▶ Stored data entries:
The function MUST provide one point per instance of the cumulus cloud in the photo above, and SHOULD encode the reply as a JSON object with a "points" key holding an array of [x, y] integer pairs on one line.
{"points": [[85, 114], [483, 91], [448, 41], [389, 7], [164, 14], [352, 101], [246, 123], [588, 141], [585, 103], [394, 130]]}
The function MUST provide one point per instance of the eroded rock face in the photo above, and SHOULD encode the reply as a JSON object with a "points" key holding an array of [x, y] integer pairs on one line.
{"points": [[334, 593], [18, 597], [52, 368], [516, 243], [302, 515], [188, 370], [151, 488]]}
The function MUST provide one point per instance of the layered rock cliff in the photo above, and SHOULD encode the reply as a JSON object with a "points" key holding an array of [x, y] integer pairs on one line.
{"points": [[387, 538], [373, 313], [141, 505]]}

▶ Task description:
Arrange every line of the records above as a Markdown table with two columns, No. and Text. Number the rows in order and leave out any blank lines.

▶ Solution to the problem:
| No. | Text |
|---|---|
| 1 | The function MUST provide one point per instance of the cumulus cloud in the photo above, and SHOULD encode the reply as a JSON object with a "points" key holding an array of [x, y] integer pairs on one line. |
| 2 | {"points": [[85, 114], [483, 91], [448, 41], [389, 7], [164, 14], [352, 101], [246, 123], [588, 141], [585, 103], [394, 130]]} |
| 3 | The function MUST provide one point per instance of the eroded rock face in the photo above, and SHOULD encode the reply as a JSON object with a "points" key holding an array of [x, y] integer pairs on one line. |
| 4 | {"points": [[334, 593], [18, 597], [52, 368], [516, 243], [302, 515], [188, 370], [151, 488]]} |
| 5 | The function MUST provide one point per instance of the layered rock cliff in the photo above, and SHOULD encode the reply as a JSON object with a "points" key holding an array of [x, y] integer pairs on one line. |
| 6 | {"points": [[387, 538], [373, 313], [141, 505]]} |